======== Records shown

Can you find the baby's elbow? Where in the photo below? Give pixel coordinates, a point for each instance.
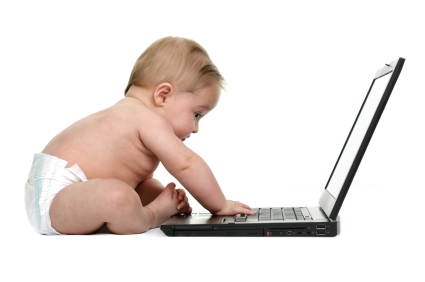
(185, 163)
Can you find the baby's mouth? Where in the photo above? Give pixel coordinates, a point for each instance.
(184, 138)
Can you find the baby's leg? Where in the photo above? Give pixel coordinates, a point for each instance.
(84, 207)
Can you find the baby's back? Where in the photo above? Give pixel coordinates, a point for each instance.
(106, 144)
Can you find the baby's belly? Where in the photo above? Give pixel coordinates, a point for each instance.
(130, 166)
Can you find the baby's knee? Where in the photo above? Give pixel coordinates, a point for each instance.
(121, 199)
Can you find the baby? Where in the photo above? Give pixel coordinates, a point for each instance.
(100, 169)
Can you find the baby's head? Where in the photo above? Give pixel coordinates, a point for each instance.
(176, 78)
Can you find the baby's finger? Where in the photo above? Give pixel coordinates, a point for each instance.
(184, 209)
(241, 210)
(181, 193)
(183, 203)
(243, 205)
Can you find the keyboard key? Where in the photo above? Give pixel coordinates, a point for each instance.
(277, 214)
(240, 218)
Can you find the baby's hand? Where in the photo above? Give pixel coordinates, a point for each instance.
(183, 206)
(235, 207)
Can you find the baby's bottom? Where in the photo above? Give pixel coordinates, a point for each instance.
(84, 207)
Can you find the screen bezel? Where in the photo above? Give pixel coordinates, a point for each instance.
(327, 201)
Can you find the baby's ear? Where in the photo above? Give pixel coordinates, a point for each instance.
(162, 93)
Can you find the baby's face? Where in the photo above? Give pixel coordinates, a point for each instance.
(187, 109)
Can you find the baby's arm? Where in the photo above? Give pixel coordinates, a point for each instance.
(150, 188)
(187, 167)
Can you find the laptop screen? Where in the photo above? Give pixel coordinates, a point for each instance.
(356, 136)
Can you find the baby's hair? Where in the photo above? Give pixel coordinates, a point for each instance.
(179, 61)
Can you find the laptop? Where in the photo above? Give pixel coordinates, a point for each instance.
(322, 220)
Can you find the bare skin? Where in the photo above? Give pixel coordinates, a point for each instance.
(120, 147)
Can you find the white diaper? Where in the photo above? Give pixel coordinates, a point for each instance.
(47, 177)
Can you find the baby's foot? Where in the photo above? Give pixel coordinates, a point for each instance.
(164, 206)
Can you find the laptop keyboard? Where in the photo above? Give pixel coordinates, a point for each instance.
(272, 214)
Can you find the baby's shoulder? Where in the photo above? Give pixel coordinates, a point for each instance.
(136, 113)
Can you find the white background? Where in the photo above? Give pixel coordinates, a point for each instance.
(296, 74)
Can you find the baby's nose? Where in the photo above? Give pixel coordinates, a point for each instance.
(195, 130)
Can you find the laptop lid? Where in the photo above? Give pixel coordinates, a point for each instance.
(359, 137)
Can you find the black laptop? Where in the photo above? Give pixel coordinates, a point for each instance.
(322, 220)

================

**Directions for this task:**
Set the pictures aside and transcribe the data above exactly.

**Solution to this exercise:**
Can you find the baby's elbow? Where in the photo below? Give pixel coordinates, a point for each instance.
(185, 163)
Can you find the baby's mouth? Where in the photo above? Give pixel coordinates, a point for each instance.
(184, 138)
Can you find the baby's leg? Where in the photo above? Give pixel coordinates, a point for each instance.
(84, 207)
Can you find the baby's back? Where in the photo above? Give pixel coordinates, a point for each instance.
(106, 144)
Can you find the baby's belly? Where in the photo above? Give pixel coordinates, a point for each instance.
(130, 166)
Can you find the baby's knee? Where in the photo above? Give pixel coordinates, a point for each instance.
(121, 199)
Can you find the baby? Where in the photo above? Give pixel coordinates, a point for each instance.
(100, 169)
Can you find the baby's head? Where in the photo above? Give pixel coordinates, a point for each instance.
(176, 78)
Can you find the baby's finger? Where in the photo above? Give pixel coordinates, a point for each instance.
(184, 209)
(241, 210)
(181, 193)
(183, 203)
(243, 205)
Can you find the keyboard key? Where in the photo above? Give pixel coordinates, a point for each instance.
(277, 214)
(240, 218)
Can you find the baby's hand? Where in the photo above? Give pixel coordinates, a point for each instance.
(183, 206)
(235, 207)
Can you find the baby's bottom? Where in the photo above? Give pixel coordinates, a point for each instance.
(84, 207)
Can you find the screen bezel? Where in the photo above? Give pixel coordinates, a point for each instance.
(327, 201)
Can you find the baby's ear? Where in the photo above? Give pixel coordinates, a point for each instance.
(162, 93)
Can you find the baby's face? Where in the photo above? Give pixel coordinates, a point for each instance.
(187, 109)
Can you find the baby's arm? Where in the photo above? Give pixel coordinates, a point for each instance.
(150, 188)
(187, 167)
Can you find the laptop screen? Where in the photo above? Give pixel coordinates, a point for each instance.
(356, 136)
Can you find the baby's hair? Where in the photo above? Give pixel coordinates, a point for each instance.
(179, 61)
Can you find the laptop? Where in the photo above? Give pixel coordinates, a point for each instance.
(322, 220)
Can you find the bare skin? Where in the photo above? Give pixel coordinates, a point for each instance.
(120, 147)
Can you find the white diaper? Where in the photo above? Give pixel coordinates, a point for each instance.
(47, 177)
Can you find the baby's foot? Where in the photo above? Give pixel coordinates, a point for each instance.
(164, 206)
Can you find the laptop keyboard? Where in the photo above? Give pixel coordinates, a point for each instance.
(272, 214)
Can you find the baby's shoulder? Where in the photo above? Give pixel coordinates, a point for each instance.
(136, 113)
Can you find the white background? Where in the photo above? Give pixel coordinates, a point for each instance.
(296, 74)
Can you find the baby's nose? Where in the photo above? Give pixel coordinates, a point for each instance.
(195, 130)
Can you find the laptop lid? Where in the photo above? Give pixel coordinates, a point for each instance.
(359, 137)
Can you find the black laptop? Where in the photo above? Give pixel coordinates, a point for each instance.
(322, 220)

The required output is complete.